==== Trecho
Na atual conjuntura do campeonato mundial de Fórmula 1, é consenso absoluto que o espanhol Fernando Alonso é um dos, senão o mais capacitado piloto, e sem dúvida ocupará lugar na lista dos melhores pilotos de todos os tempos por muito tempo. Talvez até para sempre.
Cirúrgico dentro das pistas, o bicampeão é um piloto centrado, que se adapta a praticamente qualquer carro e tira o máximo que o bólido permite. Isso foi comprovado durante sua atribulada passagem pela Ferrari, durante os anos de 2010 a 2014.
Sua capacidade de adaptação às dificuldades dos carros que pilotou lhe rendeu dois vice-campeonatos mundiais, em 2010 e 2012, sendo derrotado em ambos os anos pelo alemão Sebastian Vettel, à época na Red Bull.
Mas o espanhol é piloto para muito mais do que dois vice-campeonatos mundiais num período de cinco anos. E disso todos sabemos. Alonso, contudo, já totaliza doze anos de Fórmula 1. E seu primeiro título mundial, em 2005, está às vésperas de completar 10 anos. A pergunta que se faz em cima disso é: Se Alonso é tão único como piloto, por que não ganhou 3, 4 ou até mais títulos mundiais?
"Azar", dirão alguns. "A McLaren queria Hamilton campeão", outros dirão. Ainda poderão dizer que "as Ferrari que ele pilotou eram todas uma merda só".
Algumas coisas não deixam de ser verdade. Mas é preciso entrar mais fundo nessa questão.
Fernando Alonso estreou pela Minardi e, depois de um ano fora da Fórmula 1, foi para a equipe Renault em 2003. O italiano Flavio Briatore comprou a natimorta Benetton em 2001 e a rebatizou com o nome da fabricante francesa em 2002, na intenção de fazê-la campeã em cinco anos.
========
==== Conjunto de registros
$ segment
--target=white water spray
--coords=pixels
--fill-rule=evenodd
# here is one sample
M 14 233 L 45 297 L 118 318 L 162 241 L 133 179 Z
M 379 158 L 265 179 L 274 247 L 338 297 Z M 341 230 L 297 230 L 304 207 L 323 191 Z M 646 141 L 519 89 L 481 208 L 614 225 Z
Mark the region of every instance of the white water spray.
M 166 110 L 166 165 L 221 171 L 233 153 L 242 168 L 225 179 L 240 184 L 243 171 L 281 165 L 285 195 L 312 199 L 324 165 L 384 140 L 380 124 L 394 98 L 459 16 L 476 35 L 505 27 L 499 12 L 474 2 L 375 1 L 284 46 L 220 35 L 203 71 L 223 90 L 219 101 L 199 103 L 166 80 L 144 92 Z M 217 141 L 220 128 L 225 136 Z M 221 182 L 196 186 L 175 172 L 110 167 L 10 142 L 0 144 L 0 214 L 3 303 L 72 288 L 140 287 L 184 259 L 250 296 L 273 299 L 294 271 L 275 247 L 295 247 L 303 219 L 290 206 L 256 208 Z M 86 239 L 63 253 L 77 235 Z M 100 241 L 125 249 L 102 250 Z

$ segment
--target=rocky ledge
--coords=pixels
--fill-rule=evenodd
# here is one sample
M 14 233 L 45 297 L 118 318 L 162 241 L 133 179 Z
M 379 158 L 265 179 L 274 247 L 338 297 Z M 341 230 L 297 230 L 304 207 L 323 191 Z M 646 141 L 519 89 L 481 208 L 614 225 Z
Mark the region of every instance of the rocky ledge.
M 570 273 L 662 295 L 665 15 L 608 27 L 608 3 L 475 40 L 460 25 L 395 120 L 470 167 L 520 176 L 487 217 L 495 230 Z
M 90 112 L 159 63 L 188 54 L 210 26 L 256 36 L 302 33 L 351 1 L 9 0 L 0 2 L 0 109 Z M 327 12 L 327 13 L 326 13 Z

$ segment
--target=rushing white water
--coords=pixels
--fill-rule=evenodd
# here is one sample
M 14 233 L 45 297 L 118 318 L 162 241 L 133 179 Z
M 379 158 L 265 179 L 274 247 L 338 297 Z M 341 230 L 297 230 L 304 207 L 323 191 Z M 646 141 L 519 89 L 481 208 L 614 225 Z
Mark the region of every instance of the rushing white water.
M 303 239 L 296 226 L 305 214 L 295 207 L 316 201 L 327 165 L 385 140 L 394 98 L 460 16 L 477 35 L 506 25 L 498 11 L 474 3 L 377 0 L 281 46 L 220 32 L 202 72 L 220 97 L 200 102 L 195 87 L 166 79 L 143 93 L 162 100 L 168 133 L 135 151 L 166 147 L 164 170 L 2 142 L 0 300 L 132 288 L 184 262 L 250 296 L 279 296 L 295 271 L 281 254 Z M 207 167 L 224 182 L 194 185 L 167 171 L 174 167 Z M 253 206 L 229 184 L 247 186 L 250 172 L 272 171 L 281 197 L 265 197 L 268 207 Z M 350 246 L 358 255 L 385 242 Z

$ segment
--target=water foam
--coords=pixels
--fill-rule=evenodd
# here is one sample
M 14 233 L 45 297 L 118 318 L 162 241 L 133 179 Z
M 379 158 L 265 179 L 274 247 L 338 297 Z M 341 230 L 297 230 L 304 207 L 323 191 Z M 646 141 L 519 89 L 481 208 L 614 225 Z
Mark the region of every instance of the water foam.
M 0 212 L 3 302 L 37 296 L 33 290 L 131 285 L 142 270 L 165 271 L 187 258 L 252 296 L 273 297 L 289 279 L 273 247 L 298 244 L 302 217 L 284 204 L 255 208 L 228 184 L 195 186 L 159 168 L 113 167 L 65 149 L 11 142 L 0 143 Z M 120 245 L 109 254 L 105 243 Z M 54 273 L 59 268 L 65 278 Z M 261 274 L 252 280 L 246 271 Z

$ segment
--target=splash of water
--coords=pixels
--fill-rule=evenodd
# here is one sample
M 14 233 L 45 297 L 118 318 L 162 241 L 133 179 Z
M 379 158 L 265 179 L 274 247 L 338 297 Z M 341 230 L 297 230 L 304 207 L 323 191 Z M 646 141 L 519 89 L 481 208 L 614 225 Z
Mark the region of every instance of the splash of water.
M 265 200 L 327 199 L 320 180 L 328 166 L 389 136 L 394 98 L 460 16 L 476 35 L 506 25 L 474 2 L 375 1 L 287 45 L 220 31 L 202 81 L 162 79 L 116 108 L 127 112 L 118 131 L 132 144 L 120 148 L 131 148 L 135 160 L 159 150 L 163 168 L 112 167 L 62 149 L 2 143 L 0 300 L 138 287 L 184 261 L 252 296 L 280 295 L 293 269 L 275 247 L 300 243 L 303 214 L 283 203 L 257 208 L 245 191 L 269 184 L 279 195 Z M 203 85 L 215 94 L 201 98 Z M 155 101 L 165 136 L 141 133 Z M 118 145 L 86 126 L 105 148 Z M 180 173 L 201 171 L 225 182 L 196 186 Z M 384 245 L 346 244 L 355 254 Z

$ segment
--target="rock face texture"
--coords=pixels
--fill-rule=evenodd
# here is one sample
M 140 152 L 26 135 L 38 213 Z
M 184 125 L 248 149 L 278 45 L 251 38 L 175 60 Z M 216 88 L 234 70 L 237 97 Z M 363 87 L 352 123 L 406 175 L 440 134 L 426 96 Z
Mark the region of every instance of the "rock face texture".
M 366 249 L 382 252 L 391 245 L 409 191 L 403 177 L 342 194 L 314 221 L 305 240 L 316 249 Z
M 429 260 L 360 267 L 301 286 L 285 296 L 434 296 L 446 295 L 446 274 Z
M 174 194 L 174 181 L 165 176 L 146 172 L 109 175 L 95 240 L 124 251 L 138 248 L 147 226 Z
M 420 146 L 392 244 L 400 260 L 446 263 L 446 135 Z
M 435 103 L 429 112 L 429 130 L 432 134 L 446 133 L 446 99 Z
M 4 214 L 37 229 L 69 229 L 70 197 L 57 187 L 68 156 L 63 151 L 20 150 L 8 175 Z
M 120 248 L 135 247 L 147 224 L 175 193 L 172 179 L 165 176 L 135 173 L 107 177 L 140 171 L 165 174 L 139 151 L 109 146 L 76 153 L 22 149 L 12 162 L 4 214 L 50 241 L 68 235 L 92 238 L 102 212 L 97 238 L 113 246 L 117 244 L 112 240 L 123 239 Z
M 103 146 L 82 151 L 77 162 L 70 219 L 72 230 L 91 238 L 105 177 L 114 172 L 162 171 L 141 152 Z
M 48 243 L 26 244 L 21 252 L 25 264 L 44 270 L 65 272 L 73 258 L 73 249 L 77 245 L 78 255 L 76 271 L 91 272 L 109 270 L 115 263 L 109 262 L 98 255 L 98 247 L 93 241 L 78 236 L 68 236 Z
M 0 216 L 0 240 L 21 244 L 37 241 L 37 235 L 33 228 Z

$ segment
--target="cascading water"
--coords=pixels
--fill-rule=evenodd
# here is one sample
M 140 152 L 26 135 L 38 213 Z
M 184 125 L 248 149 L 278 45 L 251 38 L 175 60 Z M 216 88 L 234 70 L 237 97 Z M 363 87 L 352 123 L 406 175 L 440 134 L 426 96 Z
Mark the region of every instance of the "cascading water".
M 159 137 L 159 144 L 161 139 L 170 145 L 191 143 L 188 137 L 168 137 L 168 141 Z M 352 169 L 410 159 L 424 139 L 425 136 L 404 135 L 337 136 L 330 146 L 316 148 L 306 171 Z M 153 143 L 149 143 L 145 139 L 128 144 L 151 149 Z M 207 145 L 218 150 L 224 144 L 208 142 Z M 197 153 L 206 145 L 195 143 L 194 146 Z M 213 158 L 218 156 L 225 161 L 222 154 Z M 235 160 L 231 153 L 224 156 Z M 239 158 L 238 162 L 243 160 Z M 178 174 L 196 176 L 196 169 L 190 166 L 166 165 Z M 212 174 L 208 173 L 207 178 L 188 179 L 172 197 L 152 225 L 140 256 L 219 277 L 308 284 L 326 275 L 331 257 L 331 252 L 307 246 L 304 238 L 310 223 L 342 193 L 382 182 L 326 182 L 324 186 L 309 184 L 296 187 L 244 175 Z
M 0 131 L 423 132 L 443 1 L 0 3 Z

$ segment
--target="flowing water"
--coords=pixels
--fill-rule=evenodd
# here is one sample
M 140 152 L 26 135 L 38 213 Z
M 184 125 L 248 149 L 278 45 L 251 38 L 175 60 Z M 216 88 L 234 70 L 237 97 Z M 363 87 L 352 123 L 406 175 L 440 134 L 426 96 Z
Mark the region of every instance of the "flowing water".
========
● Problemas:
(a) Reproduza a passagem do texto sobre Fernando Alonso entre "Sua capacidade de" e "mais títulos mundiais?", incluindo ambos.
(b) Renomeie "white water spray" para "sea spray" nos registros, do início até a linha que contém "Mark the region of every instance of the white", inclusive. Apresente somente essas linhas, sem nenhuma outra alteração.

● Respostas por tarefa:
(a)
Sua capacidade de adaptação às dificuldades dos carros que pilotou lhe rendeu dois vice-campeonatos mundiais, em 2010 e 2012, sendo derrotado em ambos os anos pelo alemão Sebastian Vettel, à época na Red Bull.
Mas o espanhol é piloto para muito mais do que dois vice-campeonatos mundiais num período de cinco anos. E disso todos sabemos. Alonso, contudo, já totaliza doze anos de Fórmula 1. E seu primeiro título mundial, em 2005, está às vésperas de completar 10 anos. A pergunta que se faz em cima disso é: Se Alonso é tão único como piloto, por que não ganhou 3, 4 ou até mais títulos mundiais?

(b)
$ segment
--target=sea spray
--coords=pixels
--fill-rule=evenodd
# here is one sample
M 14 233 L 45 297 L 118 318 L 162 241 L 133 179 Z
M 379 158 L 265 179 L 274 247 L 338 297 Z M 341 230 L 297 230 L 304 207 L 323 191 Z M 646 141 L 519 89 L 481 208 L 614 225 Z
Mark the region of every instance of the sea spray.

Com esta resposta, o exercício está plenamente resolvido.